**Problem description**
Every entry below should be reproduced exactly, with all pictures left out.
=======
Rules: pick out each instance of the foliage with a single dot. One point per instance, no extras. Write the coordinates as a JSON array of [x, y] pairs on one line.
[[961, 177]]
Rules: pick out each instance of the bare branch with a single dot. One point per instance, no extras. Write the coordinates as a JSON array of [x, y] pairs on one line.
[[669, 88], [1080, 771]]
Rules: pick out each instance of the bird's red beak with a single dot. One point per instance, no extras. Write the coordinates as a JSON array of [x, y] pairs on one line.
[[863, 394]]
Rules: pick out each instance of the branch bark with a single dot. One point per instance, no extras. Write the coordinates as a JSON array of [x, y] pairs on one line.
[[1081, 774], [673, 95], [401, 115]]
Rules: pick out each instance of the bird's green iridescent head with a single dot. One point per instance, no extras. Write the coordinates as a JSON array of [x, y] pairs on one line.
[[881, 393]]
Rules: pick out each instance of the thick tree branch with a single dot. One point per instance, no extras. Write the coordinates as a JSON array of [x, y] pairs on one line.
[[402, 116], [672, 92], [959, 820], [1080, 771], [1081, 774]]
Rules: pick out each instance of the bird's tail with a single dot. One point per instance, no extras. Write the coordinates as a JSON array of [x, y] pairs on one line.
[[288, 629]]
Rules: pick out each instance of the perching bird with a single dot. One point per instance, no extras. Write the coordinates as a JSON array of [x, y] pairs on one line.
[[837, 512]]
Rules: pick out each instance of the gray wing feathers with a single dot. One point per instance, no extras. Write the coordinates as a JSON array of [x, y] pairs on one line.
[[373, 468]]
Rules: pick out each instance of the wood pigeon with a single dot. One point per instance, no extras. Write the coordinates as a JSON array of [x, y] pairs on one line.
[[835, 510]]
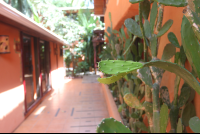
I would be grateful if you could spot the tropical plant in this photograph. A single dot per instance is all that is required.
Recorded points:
(151, 32)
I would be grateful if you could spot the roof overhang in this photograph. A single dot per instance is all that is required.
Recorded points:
(11, 16)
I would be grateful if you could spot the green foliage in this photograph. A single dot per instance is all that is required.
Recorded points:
(163, 118)
(184, 96)
(117, 67)
(153, 15)
(110, 125)
(133, 27)
(190, 45)
(172, 38)
(141, 126)
(145, 9)
(132, 101)
(165, 28)
(164, 94)
(169, 52)
(193, 15)
(145, 75)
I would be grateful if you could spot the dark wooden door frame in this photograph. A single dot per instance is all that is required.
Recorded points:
(23, 71)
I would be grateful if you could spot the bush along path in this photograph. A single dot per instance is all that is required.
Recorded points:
(150, 70)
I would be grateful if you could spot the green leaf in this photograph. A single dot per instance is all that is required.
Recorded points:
(178, 70)
(147, 29)
(145, 75)
(194, 124)
(191, 45)
(165, 28)
(163, 118)
(142, 126)
(176, 3)
(133, 27)
(182, 56)
(118, 66)
(132, 101)
(164, 95)
(184, 96)
(112, 79)
(169, 52)
(153, 15)
(172, 38)
(110, 125)
(153, 45)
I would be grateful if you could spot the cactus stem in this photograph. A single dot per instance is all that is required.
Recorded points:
(142, 30)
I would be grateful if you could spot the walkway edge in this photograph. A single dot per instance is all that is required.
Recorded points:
(111, 106)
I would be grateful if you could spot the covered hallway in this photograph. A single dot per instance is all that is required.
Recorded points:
(77, 107)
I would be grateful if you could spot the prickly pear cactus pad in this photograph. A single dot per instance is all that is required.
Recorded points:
(193, 15)
(195, 124)
(110, 125)
(176, 3)
(112, 79)
(191, 45)
(180, 71)
(118, 66)
(132, 101)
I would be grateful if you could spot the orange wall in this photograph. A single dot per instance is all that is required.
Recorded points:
(57, 70)
(120, 12)
(11, 88)
(11, 85)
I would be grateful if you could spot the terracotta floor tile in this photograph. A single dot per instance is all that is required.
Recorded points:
(88, 121)
(72, 130)
(23, 129)
(76, 107)
(58, 121)
(29, 122)
(87, 130)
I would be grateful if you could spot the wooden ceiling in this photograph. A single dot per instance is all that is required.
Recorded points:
(99, 7)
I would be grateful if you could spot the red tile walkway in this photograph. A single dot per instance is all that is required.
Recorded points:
(75, 108)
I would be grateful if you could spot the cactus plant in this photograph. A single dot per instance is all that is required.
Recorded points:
(163, 118)
(132, 101)
(169, 52)
(176, 3)
(172, 38)
(190, 45)
(151, 32)
(110, 125)
(192, 13)
(130, 66)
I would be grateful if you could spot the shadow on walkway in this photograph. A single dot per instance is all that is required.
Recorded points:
(77, 107)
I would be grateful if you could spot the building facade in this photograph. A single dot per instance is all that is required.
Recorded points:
(31, 66)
=======
**Solution**
Rules: pick out each instance of the foliage with a single dot. One point per instance, no extras. Write the coordinates as a JSON array of [x, y] pairs on one line.
[[961, 177]]
Rules: pick out each instance of the bare branch with a single dot. One point per instance, no extras. Write the coordinates as a JSON array of [x, y] pairs on one line.
[[669, 88], [1080, 771]]
Rules: pick out each instance of the bird's red beak with a single dot. One point per instance, no extras. Write the coordinates as a JSON array of [x, y] pairs on one line.
[[863, 394]]
Rules: pick out each instance of the branch bark with a single dot. One point per instance, no extras. Write the coordinates as a JSON array of [x, y] pairs on one line.
[[1081, 774], [673, 95], [401, 115]]
Rules: pick out each instance of the bird's green iridescent head with a single dot. One point per instance, no extras. Write the coordinates as a JSON array of [x, y] pairs on one line.
[[881, 393]]
Rules: pick out each instance of the thick tree branch with a single dot. One point per instance, no extras. Write the coordinates as a JSON array of [x, y] pairs on one line.
[[402, 116], [672, 92], [959, 820], [1080, 771], [1081, 774]]
Rules: pick out each instance of the bird's tail with a single dot. One point per instance, no extras. Write the coordinates as a JSON array of [x, y] pairs on one line.
[[288, 629]]
Rules: pick out each instance of the perching bird with a single dot. One point per instance, no extras. Write the coordinates as a JSON array of [x, y] pairs on one line.
[[837, 512]]
Rules: pick out each instance of the gray wing feathers with a single dot. One point per instance, no extras. Write the coordinates as a JSON array of [x, y] pairs on one line.
[[373, 468]]
Rules: pick out each instance of the wood pigeon with a single dot. One point per instance, no extras. Write the coordinates as a JSON array of [x, y] pairs on one line.
[[835, 510]]
I would be grateful if you could spot the tropical plant in this photograph. A single dot per instance is all that is required.
Recorded points:
(151, 32)
I would be grateful if you could spot the roof overhang in this photograph. A single dot per instance is all that is required.
Recorded points:
(11, 16)
I would be grateful if you could spot the green foliage in this photograph. A single dot per instance is all that is required.
Recorded points:
(163, 118)
(184, 96)
(117, 67)
(153, 15)
(110, 125)
(133, 27)
(190, 45)
(172, 38)
(141, 126)
(145, 9)
(132, 101)
(165, 28)
(164, 94)
(169, 52)
(193, 15)
(145, 75)
I would be grateful if you could spot the dark wooden door frame in this photograph. A single dot per instance is all that is required.
Recorded points:
(23, 71)
I would be grateful if you could spot the bush along path in this photograph. A single dot per instance is all that is required.
Recorded points:
(150, 70)
I would be grateful if you could spot the green leaf in this photograph. A single dot per instance is all that is required.
Recorded points:
(178, 70)
(147, 29)
(145, 75)
(194, 124)
(191, 45)
(165, 28)
(163, 118)
(142, 126)
(176, 3)
(133, 27)
(182, 56)
(118, 66)
(132, 101)
(164, 95)
(184, 96)
(112, 79)
(169, 52)
(153, 15)
(172, 38)
(110, 125)
(153, 45)
I would be grateful if you could spot the cactus stem in this photograph. A single dot per instance is all that is required.
Recorded points:
(142, 30)
I would be grateful if you could spot the walkway edge in this photograph. A single dot per instance is all that is required.
Recorded points:
(111, 106)
I would be grateful if you could spot the covered hallway in this photograph. A single dot per instance is all that is required.
Recorded points:
(77, 107)
I would be grateful if you could spot the prickly pear cactus pad in this photograph. A single dot per instance is all that is required.
Recorded points:
(193, 15)
(195, 124)
(110, 125)
(176, 3)
(112, 79)
(191, 45)
(180, 71)
(118, 66)
(132, 101)
I would be grateful if you could spot the orange wall in this photograph. A single dot per instance is all that is required.
Recorded points:
(57, 70)
(120, 12)
(11, 88)
(11, 85)
I would be grateful if you could spot the terracotta floor tile in this photograph. A single dot per instance is all that is required.
Recorded points:
(88, 121)
(72, 130)
(23, 129)
(76, 107)
(58, 121)
(29, 122)
(87, 130)
I would be grateful if you could spot the wooden ceiling in this photograph. A single dot per instance is all that is required.
Recorded points:
(99, 7)
I would be grateful if you could spot the red tile walkway in this photograph. A single dot per instance is all that is required.
Recorded points:
(75, 108)
I would be grateful if you could spot the cactus plant in this photograph. A single dot per instance is all that is required.
Recorded points:
(163, 118)
(132, 101)
(169, 52)
(176, 3)
(172, 38)
(190, 45)
(151, 32)
(110, 125)
(192, 13)
(130, 66)
I would be grateful if you could spot the shadow on walkway in this photograph. A single dot per instance is all that is required.
Recorded points:
(77, 107)
I would be grateful if you could spot the building facade in this photograph. A single dot per instance is all that is required.
Recorded points:
(31, 66)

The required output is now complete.